- SOURCE EXTRACT:
________________

Kiwis claim memorable triumph

Martin Crowe keeps the score ticking over and finds a gap in the field
Crowe finds a gap in the field
The 1992 tournament saw this Antipodean clash when the underdogs came out on top.

The 1992 World Cup was given the perfect start by the schedulers with a grandstand match between the two hosts in the opening game.

New Zealand welcomed Australia to Auckland and to the delight of the home crowd gained revenge for the two defeats that they had suffered at the hands of their Antipodean rivals in 1987.

Those two group matches had been the first time the teams had met in cricket's premier one-day competition.

Australia enjoyed narrow wins in both matches en route to lifting the trophy.

But in Auckland, like the two previous defending champions who also lost their opening matches, they came unstuck against Martin Crowe's inspired captaincy.

The New Zealander won the toss and elected to bat - a decision he may have wistfully rued when John Wright was out to the first legal ball of the match following two Craig McDermott wides.

A second wicket fell with the score at 13 and Crowe found himself at the crease earlier than he would have imagined.

MATCH FACTS
22 February 1992
New Zealand won by 37 runs
N Zealand: 248 for six (50 ovs)
Martin Crowe 100*
Ken Rutherford 57
Craig McDermott 2 for 43
Australia: 211 all out (48.1 ovs)
David Boon 100
Steve Waugh 38
Gavin Larsen 3 for 30
But where others had failed, he flowed and led from the front.

Despite carrying a knee injury, Crowe put on 118 in 25 overs with Ken Rutherford and reached three figures off the penultimate ball of the innings in a three-hour knock.

He cajoled the best out of the lower order, Chris Harris, Ian Smith and Chris Cairns all making small cameos at a run-a-ball or better.

And then, on a slow pitch, Crowe pulled the first of his tactical masterstrokes when Australia set about their target of 249.

In the second over he threw the ball to off-spinner Dipak Patel, and the contrasting fortunes of his two opening bowlers, Cairns and Patel confirmed the success of the audacious ploy.

While Cairns was carted for 30 runs from his first four overs, Patel bowled a tight, disciplined seven-over spell for 17.

________________

- SET EXERCISE 1:
According to the match report, by what margin did New Zealand win?

________________

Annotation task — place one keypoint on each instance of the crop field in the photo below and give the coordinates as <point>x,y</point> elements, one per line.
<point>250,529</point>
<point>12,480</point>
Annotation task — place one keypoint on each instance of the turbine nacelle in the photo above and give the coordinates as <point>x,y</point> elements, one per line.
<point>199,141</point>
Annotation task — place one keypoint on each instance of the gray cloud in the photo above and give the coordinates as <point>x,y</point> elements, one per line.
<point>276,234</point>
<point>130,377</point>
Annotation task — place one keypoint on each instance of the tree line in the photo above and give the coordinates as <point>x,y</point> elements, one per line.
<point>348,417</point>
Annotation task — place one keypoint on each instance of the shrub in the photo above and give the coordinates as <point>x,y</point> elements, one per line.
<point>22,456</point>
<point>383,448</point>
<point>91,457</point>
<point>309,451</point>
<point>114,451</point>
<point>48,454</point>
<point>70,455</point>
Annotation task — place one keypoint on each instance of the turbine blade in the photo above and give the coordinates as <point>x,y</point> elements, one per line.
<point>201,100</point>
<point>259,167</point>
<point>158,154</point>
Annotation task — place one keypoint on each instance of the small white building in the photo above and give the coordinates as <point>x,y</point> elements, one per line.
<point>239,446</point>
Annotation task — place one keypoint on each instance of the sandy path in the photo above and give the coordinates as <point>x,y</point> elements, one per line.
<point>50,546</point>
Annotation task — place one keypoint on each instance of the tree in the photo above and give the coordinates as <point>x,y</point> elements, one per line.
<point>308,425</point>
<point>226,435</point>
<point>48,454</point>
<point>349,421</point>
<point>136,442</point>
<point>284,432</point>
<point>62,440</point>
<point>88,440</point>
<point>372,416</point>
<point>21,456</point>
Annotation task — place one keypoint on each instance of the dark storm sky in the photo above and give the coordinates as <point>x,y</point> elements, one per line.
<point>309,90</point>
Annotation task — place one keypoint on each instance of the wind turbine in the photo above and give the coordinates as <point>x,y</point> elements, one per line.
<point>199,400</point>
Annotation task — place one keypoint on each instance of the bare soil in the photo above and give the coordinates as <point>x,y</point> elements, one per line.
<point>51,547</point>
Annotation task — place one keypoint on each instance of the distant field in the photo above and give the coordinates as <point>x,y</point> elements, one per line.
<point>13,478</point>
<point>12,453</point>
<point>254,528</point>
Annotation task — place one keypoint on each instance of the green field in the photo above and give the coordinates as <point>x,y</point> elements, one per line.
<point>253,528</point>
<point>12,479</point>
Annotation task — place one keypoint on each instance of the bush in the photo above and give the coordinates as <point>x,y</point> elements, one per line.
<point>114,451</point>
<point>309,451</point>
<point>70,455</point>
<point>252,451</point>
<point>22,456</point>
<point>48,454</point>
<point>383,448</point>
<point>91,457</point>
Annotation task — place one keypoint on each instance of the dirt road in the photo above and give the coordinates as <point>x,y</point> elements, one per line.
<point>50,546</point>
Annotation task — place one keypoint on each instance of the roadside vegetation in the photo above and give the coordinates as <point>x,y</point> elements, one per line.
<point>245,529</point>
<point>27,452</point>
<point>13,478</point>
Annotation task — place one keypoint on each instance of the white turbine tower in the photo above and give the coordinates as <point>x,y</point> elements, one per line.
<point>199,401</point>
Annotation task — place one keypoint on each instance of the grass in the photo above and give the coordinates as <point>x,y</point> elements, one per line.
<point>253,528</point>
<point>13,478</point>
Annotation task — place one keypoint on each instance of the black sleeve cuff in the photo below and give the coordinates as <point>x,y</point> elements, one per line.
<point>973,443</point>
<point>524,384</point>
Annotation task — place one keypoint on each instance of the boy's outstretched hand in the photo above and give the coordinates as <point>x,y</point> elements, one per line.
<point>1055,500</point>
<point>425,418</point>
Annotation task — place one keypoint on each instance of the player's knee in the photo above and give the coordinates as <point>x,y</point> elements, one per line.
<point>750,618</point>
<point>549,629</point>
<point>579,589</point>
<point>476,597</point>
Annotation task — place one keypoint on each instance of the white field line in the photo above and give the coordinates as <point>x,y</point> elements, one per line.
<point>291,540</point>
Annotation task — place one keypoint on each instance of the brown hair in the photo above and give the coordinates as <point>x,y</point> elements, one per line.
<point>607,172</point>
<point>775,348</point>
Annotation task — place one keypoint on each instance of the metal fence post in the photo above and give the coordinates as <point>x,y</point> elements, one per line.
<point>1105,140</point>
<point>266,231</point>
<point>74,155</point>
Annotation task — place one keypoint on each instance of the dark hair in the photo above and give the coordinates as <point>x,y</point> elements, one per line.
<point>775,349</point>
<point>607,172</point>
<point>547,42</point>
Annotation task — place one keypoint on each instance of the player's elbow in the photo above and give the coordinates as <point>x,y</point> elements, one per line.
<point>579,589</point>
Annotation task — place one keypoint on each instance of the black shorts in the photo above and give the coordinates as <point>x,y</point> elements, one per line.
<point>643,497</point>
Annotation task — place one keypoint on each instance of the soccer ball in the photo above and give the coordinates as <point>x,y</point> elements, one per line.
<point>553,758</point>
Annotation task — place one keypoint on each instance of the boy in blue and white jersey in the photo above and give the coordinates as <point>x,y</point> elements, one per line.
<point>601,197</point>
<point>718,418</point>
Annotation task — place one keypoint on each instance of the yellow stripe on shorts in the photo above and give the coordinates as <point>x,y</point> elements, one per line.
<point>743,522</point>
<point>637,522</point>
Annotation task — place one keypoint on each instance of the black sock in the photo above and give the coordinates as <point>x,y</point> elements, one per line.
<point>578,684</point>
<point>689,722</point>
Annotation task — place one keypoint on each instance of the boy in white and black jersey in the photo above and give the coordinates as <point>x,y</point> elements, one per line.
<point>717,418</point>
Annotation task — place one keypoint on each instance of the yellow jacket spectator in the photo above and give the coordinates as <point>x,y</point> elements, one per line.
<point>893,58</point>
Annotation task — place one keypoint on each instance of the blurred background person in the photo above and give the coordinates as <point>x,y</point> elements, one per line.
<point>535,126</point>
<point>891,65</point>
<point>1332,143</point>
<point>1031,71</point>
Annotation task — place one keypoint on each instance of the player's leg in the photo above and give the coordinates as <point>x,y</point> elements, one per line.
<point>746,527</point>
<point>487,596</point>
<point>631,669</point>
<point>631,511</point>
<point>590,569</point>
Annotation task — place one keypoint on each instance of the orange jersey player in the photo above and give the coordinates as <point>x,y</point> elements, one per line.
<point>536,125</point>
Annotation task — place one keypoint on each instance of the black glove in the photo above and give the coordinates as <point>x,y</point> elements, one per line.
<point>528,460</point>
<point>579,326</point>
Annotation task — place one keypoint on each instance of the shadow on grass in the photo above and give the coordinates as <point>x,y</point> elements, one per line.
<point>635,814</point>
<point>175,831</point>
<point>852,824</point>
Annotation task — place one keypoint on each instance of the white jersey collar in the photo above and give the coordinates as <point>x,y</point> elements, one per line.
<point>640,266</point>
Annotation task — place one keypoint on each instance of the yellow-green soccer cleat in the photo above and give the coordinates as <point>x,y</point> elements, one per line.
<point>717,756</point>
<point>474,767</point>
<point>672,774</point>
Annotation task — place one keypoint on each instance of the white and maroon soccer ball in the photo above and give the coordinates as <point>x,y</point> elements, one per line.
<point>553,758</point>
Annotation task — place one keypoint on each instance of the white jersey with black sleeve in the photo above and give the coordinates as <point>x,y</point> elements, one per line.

________________

- SET EXERCISE 2:
Multiply every coordinate in the answers of the entries by 2.45, rounding to whole numbers with halves rounded up, and write the lines out again with their instructions. Begin at the line that has "the black sock" and stop after the line that has "<point>689,722</point>".

- REPLY 1:
New Zealand won by 37 runs.

- REPLY 2:
Annotation task — place one keypoint on each instance of the black sock in the photo above and give the coordinates as <point>x,y</point> elements, one per line.
<point>1416,1676</point>
<point>1688,1769</point>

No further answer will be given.